_Work required_.
The entries follow. Please return all of them exactly.
***** Provided records
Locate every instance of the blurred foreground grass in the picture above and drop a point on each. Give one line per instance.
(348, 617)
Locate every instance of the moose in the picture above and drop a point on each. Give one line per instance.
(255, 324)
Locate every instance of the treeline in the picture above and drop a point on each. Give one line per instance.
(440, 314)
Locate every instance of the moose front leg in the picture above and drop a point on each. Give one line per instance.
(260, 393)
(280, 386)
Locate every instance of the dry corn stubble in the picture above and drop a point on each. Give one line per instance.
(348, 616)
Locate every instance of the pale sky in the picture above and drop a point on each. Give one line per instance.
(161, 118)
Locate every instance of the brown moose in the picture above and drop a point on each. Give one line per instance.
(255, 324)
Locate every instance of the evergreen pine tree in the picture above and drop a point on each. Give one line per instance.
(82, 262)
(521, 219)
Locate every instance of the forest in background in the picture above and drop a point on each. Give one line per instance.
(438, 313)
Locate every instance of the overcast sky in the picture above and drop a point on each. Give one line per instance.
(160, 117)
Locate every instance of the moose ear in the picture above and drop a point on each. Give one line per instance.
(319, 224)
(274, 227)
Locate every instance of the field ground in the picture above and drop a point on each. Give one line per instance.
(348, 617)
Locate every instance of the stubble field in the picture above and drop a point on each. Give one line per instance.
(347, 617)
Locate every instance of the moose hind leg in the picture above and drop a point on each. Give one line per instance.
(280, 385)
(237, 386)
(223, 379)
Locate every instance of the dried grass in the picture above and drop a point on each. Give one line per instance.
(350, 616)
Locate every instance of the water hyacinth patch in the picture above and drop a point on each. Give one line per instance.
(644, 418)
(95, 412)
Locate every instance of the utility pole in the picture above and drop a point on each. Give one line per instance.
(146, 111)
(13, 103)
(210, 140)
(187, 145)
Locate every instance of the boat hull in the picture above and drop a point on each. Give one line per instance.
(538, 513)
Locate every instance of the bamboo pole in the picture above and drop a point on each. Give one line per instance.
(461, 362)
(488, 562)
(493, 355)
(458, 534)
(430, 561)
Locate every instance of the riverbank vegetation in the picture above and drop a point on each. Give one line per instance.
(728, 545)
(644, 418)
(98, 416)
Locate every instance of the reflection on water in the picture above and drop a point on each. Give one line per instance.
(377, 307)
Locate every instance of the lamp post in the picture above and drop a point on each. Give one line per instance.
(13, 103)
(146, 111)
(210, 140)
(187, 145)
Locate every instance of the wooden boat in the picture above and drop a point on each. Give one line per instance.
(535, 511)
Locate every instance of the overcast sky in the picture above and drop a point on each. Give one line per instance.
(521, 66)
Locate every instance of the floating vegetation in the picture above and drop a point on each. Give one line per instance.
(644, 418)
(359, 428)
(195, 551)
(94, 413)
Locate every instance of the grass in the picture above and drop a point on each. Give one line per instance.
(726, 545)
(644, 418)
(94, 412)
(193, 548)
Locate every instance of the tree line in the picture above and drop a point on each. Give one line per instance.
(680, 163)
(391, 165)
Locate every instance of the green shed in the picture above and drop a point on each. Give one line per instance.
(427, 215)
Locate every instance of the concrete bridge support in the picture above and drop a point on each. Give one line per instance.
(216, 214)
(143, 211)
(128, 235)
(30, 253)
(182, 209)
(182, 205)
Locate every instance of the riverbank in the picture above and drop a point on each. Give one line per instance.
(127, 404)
**********
_Response for this exercise_.
Locate every instance of the blurred foreground grass in the picture above and drop a point on each. Give one line per instance.
(348, 617)
Locate every instance of the moose in the picture above and drop a point on each. Give one line per instance.
(255, 324)
Locate every instance of the treeline in the picture above and drop a point on each. Give one line per instance.
(440, 314)
Locate every instance of the moose front leg in the picture above and drop a point on each. Give one line per instance.
(260, 393)
(280, 386)
Locate every instance of the dry corn stubble in the picture above and drop a point on each. Give one line per instance.
(348, 616)
Locate every instance of the pale sky in the picture above and drop a point on each. Give one line per instance.
(161, 118)
Locate every instance of the brown moose in the picture above and drop a point on each. Give one line per instance.
(255, 324)
Locate every instance of the evergreen pine tree in the picture above and drop a point on each. Give one line per instance.
(82, 262)
(521, 219)
Locate every instance of the forest in background in the picture above and drop a point on each. Give one line per instance.
(438, 313)
Locate every instance of the overcast sky in the picture above and drop a point on each. Give one line per instance.
(160, 117)
Locate every instance of the moose ear in the picture above and drop a point on each. Give one line per instance.
(319, 224)
(274, 227)
Locate every instance of the field ground in the picture above and drop a point on each. Give one line per instance.
(348, 617)
Locate every instance of the stubble field in the picture above and drop a point on each. Give one line per instance.
(347, 617)
Locate every instance of the moose hind leg in the picture above and drop a point on each. Give one line per instance.
(280, 385)
(237, 386)
(223, 379)
Locate every instance of the dried grass in the picture above and drop a point on each. Give one line per instance.
(350, 616)
Locate every instance of the water hyacinth patch in the picture above and drop a point on each. Give one line per instance.
(644, 418)
(95, 412)
Locate every instance of the utility pole in the picture above and drop a point on each. Give one line per instance.
(146, 111)
(13, 103)
(210, 140)
(187, 145)
Locate every instance of the boat hull in the picture above and drop a point on each. Give one line per instance.
(538, 513)
Locate every instance of the bamboo pole in the picture above and drop a point on each. Give one line per instance.
(461, 362)
(488, 562)
(493, 355)
(458, 534)
(430, 561)
Locate every instance of the riverbank vegetation in the picture above and drop a point on each. Give one line per instance.
(728, 545)
(644, 418)
(98, 416)
Locate every instance of the reflection on water in the picture above and drop a point on each. Give one line per instance.
(377, 307)
Locate every instance of the lamp post in the picture above and drop a point on each. Give one line per instance.
(13, 103)
(146, 111)
(210, 140)
(187, 145)
Locate every instance of the wooden boat in the picture above and drop a point on each. Give one line per instance.
(535, 511)
Locate every instance of the overcast sky in the picture above and drop a point on each. Give one line per instance.
(521, 66)
Locate every instance of the floating vegetation in the picture above and drop a point on each. Give one line per instance.
(644, 418)
(359, 428)
(195, 551)
(94, 413)
Locate every instance of the grass in the picture above and drop a point on each. Give one line per instance.
(726, 545)
(644, 418)
(94, 412)
(193, 548)
Locate every instance of the tree line in the picture above and drop a point on each. Give one line per instance.
(680, 163)
(391, 165)
Locate every instance of the green shed in the picture above and drop a point on each. Give one line per instance.
(427, 215)
Locate every instance of the concrete bridge support in the picture above and drop a point on each. Give one line per instance.
(216, 214)
(143, 211)
(128, 235)
(30, 253)
(182, 209)
(182, 205)
Locate every instance of the riverbank in the picture above and drop a point on each. Give one line per instance.
(127, 404)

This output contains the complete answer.